┌──
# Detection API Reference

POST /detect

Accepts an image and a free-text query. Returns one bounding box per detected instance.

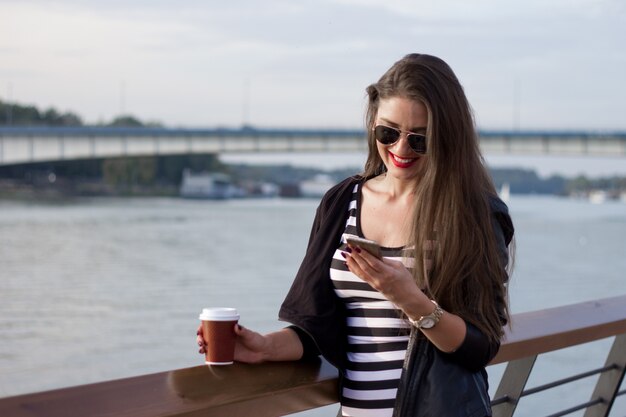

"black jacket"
[279,177,513,416]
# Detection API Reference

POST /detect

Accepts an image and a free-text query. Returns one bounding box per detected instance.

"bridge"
[0,127,626,165]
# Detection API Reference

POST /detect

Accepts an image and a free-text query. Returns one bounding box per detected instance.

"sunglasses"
[372,125,426,154]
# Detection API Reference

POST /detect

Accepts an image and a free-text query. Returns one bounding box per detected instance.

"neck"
[372,173,417,200]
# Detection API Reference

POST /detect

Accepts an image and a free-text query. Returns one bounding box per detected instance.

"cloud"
[0,0,626,128]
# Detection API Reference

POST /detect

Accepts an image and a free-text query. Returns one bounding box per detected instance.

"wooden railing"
[0,296,626,417]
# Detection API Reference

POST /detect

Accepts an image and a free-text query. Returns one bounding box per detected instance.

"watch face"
[420,317,435,329]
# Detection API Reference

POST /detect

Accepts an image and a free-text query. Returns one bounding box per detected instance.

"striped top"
[330,184,414,417]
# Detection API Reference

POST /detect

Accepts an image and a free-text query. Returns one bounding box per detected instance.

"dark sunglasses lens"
[408,133,426,153]
[374,126,400,145]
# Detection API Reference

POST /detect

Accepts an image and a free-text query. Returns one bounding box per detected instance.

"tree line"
[0,100,161,127]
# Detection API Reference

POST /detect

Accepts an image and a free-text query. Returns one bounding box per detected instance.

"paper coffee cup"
[199,307,239,365]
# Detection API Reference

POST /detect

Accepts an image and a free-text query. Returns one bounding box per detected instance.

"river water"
[0,195,626,416]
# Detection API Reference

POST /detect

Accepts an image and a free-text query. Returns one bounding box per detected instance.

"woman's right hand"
[196,324,269,363]
[196,324,303,363]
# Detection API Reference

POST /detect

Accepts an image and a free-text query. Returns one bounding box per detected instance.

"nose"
[391,132,415,156]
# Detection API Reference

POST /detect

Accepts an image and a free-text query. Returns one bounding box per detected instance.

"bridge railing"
[0,127,626,165]
[0,296,626,417]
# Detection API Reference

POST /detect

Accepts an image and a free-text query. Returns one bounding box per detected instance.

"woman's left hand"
[343,246,428,309]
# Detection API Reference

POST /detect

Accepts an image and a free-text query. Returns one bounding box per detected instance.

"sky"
[0,0,626,176]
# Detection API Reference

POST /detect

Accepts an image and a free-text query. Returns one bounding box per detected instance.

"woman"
[198,54,513,417]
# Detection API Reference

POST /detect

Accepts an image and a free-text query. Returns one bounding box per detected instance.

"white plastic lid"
[199,307,239,321]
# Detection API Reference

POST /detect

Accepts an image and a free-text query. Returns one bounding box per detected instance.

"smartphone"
[346,235,383,258]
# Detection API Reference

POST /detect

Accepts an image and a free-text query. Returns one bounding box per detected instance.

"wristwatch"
[409,300,443,329]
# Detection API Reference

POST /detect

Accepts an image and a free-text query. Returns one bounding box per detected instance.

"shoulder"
[320,175,364,209]
[489,195,515,245]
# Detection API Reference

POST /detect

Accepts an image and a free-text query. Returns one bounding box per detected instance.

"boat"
[179,169,244,200]
[299,174,337,198]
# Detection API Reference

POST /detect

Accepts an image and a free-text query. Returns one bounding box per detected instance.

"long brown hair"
[364,54,511,340]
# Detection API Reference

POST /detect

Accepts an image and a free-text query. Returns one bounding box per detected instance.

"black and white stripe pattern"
[330,184,413,417]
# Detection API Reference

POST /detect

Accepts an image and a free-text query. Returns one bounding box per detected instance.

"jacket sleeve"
[279,176,354,369]
[438,198,514,371]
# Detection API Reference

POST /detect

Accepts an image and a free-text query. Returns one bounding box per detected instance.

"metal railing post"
[584,333,626,417]
[492,355,537,417]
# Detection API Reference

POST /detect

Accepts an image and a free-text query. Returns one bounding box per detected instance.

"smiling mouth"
[389,152,418,168]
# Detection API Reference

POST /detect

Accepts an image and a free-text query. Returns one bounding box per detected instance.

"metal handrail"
[0,295,626,417]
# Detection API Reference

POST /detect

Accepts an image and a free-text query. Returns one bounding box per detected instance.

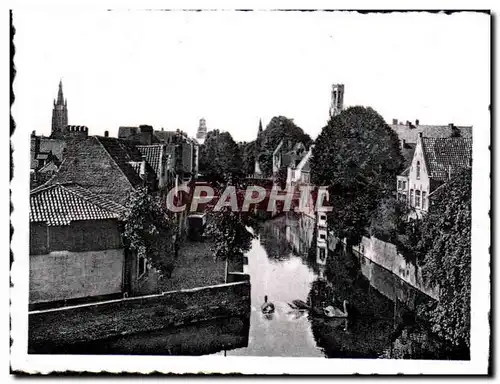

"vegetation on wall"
[418,169,472,347]
[311,107,404,244]
[123,188,176,277]
[199,130,243,181]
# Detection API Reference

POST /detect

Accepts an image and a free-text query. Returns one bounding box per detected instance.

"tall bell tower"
[330,84,344,117]
[50,80,68,138]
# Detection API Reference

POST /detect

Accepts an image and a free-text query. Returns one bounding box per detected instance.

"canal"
[69,215,461,359]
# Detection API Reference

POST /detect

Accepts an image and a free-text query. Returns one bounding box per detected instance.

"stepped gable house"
[397,132,472,217]
[29,183,158,308]
[30,81,88,188]
[48,136,158,204]
[29,184,125,304]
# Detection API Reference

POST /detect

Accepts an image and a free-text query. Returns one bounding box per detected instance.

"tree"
[199,130,243,181]
[241,141,257,175]
[123,188,175,277]
[206,182,254,260]
[256,116,312,176]
[370,196,408,244]
[311,107,404,244]
[419,169,472,347]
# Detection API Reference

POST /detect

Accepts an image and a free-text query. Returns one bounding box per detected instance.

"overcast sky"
[13,11,490,141]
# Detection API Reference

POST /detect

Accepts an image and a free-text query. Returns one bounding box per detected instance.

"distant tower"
[196,119,207,145]
[51,80,68,138]
[330,84,344,117]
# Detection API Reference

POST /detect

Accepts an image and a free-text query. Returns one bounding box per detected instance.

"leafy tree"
[419,169,472,347]
[370,196,408,243]
[311,107,404,244]
[206,183,254,260]
[123,188,175,277]
[256,116,312,176]
[199,130,243,181]
[241,141,257,175]
[276,167,288,189]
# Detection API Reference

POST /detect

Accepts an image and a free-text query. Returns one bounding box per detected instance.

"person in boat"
[323,300,351,318]
[260,295,275,315]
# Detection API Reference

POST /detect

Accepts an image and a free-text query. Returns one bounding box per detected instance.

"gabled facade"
[397,134,472,217]
[29,183,158,307]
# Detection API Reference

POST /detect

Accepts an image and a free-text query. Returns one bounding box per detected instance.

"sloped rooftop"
[422,137,472,181]
[30,183,125,226]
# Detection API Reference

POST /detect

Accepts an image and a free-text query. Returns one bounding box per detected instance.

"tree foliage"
[199,130,243,181]
[255,116,312,176]
[419,169,472,347]
[123,188,175,276]
[241,141,257,175]
[206,184,254,260]
[311,107,404,243]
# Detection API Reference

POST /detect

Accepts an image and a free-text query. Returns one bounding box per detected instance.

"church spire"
[57,79,64,105]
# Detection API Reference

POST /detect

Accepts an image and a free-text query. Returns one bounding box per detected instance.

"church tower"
[330,84,344,118]
[196,119,207,145]
[51,80,68,138]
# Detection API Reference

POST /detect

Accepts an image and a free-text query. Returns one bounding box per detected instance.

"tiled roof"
[30,184,125,226]
[30,136,66,169]
[153,131,177,143]
[137,144,162,174]
[118,127,140,139]
[422,137,472,180]
[391,124,472,143]
[96,136,156,187]
[40,137,66,161]
[38,161,57,173]
[401,143,417,167]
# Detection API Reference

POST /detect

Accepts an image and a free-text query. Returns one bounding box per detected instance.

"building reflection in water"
[286,214,463,359]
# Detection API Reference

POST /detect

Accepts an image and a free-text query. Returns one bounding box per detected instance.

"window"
[137,256,147,278]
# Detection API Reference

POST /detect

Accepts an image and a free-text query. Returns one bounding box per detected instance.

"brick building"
[29,183,158,307]
[48,136,158,204]
[397,132,472,217]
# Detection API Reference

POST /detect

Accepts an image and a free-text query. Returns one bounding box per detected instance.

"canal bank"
[28,281,250,353]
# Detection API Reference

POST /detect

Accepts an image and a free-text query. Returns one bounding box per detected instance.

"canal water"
[69,215,460,359]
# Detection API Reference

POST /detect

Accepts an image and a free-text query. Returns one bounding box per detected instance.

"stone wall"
[328,233,439,300]
[28,281,250,353]
[29,249,124,304]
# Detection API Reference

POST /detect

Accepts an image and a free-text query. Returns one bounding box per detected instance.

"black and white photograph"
[9,7,492,375]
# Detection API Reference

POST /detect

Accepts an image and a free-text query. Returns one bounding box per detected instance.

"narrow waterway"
[68,216,458,359]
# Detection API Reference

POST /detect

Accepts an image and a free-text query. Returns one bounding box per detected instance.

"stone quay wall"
[28,281,250,353]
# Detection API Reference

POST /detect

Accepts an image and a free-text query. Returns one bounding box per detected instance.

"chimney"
[139,155,146,180]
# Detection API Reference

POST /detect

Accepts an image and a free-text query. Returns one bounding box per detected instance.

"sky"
[13,10,490,141]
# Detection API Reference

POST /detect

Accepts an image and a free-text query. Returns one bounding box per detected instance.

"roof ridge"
[60,183,125,214]
[92,136,135,190]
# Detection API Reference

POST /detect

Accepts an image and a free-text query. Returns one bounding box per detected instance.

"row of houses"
[392,120,472,218]
[30,126,198,308]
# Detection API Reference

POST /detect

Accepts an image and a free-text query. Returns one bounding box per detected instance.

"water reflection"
[56,214,463,359]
└──
TASK TO CARRY OUT: Collect every line of the rows above that contains the string "building", treating uppercase and lowercase as distinct.

EXERCISE SOLUTION:
"building reflection in water"
"brick building"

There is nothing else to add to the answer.